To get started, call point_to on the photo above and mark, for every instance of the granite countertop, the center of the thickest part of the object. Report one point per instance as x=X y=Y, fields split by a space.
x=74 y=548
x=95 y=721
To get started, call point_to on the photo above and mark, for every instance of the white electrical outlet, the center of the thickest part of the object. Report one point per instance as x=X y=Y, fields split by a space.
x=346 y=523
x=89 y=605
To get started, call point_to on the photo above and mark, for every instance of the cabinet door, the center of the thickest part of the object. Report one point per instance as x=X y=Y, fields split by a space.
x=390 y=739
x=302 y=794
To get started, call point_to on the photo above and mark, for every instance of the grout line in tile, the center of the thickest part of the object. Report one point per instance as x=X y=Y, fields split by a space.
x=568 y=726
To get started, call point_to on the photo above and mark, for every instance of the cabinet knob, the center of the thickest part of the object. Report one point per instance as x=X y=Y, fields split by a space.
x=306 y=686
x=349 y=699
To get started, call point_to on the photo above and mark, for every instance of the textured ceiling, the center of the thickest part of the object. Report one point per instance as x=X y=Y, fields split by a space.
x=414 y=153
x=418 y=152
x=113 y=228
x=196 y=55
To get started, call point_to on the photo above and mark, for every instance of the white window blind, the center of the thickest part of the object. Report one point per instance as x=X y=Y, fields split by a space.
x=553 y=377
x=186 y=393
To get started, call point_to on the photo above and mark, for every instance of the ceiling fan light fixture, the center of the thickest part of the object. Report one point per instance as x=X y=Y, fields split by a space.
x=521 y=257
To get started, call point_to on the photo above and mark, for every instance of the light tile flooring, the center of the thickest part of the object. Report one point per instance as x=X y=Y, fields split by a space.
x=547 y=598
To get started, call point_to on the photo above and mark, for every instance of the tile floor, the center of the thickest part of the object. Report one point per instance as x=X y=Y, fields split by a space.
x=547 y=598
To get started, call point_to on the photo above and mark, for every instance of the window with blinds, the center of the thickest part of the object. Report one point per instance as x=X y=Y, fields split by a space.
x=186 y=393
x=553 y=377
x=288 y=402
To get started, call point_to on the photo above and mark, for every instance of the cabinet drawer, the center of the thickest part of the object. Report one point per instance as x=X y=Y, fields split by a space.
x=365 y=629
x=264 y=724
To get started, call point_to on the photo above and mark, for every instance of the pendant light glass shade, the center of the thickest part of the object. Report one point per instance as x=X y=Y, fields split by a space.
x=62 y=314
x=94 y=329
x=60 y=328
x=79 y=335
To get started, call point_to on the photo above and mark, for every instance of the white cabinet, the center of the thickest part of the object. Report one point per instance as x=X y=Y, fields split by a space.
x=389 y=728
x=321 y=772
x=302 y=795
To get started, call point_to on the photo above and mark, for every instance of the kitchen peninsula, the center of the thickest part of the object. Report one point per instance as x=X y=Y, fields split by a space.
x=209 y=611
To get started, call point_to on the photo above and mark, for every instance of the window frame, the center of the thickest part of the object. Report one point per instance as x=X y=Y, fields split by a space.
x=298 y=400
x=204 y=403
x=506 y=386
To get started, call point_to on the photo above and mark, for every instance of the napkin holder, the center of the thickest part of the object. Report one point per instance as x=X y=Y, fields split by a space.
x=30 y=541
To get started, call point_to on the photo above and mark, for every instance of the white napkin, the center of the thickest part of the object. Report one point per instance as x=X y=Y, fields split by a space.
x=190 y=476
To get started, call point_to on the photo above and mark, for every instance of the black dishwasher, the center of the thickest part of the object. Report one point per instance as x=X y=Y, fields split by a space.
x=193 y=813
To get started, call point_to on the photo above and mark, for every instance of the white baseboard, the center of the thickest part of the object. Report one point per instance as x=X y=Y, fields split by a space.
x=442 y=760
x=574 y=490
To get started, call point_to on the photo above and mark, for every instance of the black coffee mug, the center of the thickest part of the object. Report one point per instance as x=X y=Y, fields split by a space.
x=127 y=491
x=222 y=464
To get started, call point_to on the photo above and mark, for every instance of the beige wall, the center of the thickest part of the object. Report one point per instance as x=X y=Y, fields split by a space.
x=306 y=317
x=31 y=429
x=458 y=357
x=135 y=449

= = = =

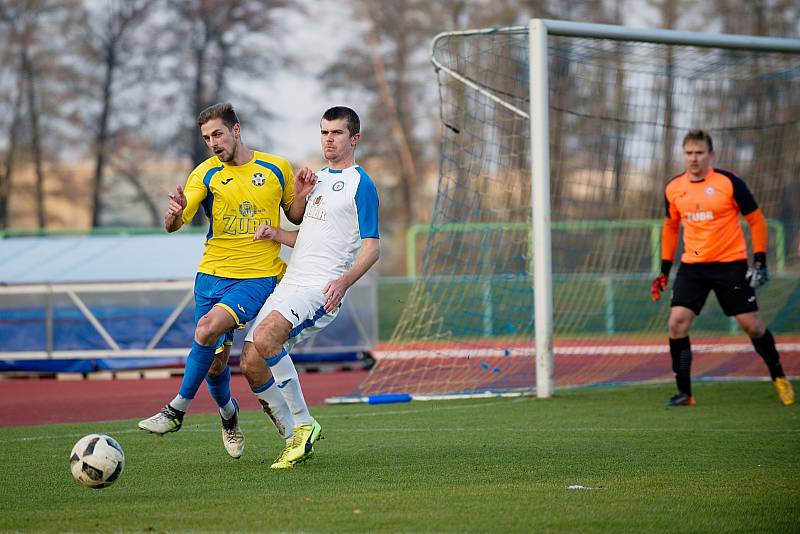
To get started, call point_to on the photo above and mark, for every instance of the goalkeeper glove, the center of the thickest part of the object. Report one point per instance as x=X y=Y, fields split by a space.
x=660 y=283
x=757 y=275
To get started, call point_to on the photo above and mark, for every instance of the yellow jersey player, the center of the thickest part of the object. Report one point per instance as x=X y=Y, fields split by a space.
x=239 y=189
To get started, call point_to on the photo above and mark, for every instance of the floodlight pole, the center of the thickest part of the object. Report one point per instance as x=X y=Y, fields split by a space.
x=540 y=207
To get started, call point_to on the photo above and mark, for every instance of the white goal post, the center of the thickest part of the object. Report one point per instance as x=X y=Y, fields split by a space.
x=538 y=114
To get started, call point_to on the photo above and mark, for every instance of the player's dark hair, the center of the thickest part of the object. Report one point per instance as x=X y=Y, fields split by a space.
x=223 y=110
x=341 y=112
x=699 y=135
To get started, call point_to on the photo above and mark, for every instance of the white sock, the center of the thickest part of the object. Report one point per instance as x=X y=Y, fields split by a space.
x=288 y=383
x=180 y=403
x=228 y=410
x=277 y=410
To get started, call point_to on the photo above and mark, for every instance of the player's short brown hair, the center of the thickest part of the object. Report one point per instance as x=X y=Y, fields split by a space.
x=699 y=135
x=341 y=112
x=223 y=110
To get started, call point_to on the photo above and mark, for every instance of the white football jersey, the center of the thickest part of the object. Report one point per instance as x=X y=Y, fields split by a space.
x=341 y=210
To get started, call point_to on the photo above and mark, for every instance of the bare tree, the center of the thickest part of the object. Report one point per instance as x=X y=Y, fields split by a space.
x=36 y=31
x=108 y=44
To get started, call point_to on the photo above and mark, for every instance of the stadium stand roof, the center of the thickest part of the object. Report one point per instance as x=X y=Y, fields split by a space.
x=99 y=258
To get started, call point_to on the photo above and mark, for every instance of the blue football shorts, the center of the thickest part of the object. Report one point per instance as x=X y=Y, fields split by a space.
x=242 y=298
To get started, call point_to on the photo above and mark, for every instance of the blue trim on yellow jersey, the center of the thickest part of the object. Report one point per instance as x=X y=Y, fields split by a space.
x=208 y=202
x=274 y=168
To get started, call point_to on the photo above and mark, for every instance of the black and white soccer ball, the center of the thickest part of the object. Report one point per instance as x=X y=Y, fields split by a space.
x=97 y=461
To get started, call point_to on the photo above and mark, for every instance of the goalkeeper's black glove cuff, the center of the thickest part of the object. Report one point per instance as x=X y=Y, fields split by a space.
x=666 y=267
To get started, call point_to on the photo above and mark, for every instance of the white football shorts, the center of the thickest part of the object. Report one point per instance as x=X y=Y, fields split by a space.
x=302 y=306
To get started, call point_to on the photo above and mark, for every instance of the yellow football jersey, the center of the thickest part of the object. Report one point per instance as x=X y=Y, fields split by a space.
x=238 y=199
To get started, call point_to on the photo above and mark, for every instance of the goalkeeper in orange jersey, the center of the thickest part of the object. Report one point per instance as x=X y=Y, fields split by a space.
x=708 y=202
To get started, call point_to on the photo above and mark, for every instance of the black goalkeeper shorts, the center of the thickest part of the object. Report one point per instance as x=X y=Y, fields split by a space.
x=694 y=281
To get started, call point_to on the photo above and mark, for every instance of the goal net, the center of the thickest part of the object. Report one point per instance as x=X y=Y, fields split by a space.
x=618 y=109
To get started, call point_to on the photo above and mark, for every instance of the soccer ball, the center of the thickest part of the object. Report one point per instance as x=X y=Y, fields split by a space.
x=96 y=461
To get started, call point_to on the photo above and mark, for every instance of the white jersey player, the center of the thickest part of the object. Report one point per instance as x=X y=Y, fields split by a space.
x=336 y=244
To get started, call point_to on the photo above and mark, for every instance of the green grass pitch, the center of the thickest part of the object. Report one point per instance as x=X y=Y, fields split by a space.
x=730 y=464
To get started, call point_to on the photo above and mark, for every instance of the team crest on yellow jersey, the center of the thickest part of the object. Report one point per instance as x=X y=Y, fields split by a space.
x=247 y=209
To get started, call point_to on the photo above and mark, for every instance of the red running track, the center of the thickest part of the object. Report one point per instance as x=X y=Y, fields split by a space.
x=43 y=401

= = = =

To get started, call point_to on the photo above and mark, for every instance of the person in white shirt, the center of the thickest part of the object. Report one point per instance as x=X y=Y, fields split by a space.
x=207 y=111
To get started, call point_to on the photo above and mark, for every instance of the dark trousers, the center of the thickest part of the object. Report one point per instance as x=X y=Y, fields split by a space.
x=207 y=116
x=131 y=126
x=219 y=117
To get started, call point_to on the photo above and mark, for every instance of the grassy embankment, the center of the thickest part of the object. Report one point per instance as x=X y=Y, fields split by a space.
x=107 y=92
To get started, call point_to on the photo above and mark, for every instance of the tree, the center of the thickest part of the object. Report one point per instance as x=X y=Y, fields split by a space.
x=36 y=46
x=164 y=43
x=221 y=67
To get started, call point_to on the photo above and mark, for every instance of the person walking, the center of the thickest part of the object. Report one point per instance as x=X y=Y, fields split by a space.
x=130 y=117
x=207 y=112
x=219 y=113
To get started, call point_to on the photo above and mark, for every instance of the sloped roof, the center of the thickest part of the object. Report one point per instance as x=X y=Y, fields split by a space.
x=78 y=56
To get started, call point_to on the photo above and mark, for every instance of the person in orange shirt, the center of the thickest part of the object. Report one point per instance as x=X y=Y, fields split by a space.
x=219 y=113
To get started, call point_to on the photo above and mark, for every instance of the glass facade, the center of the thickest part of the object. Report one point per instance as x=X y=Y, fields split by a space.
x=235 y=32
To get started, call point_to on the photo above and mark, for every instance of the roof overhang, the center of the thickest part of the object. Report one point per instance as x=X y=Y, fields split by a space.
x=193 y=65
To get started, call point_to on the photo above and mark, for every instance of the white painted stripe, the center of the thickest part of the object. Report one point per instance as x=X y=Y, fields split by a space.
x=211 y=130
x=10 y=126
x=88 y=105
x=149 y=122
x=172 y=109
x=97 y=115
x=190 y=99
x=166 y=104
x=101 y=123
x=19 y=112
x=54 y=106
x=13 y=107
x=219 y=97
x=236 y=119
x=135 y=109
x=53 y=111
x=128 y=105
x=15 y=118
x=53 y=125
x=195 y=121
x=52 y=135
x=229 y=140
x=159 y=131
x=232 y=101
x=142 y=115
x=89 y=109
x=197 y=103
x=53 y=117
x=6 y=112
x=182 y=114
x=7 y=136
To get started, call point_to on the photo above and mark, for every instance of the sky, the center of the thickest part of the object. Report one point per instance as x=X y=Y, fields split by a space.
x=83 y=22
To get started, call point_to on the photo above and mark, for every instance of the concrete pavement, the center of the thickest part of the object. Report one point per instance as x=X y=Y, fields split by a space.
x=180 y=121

= = = =

- **EXERCISE AIM**
Lay out the records from the line containing "goalkeeper glove, the" to the line containing "x=540 y=207" as a two-column CSV headed text and answer, one row per record. Put each record's text and its answer in one quoted field apiece, replacing line breaks with spaces.

- **FINISHED ANSWER**
text,answer
"To get started, call point_to on the photo above and mark, for every instance of the goalkeeper glove, the center of the thickest part of the object. Report one point per instance as x=X y=Y, fields split by a space.","x=660 y=283 x=757 y=275"
"To get started, call point_to on the photo above and mark, for every instance of the yellow jersey player, the center of the thickest part of the object. Report one point per instance as x=X y=Y, fields split by a space.","x=239 y=189"
"To get started, call point_to on the photo above and mark, for every instance of the floodlight pole, the center of the thickest part of the object. Report one point per instance as x=X y=Y, fields split by a space.","x=540 y=207"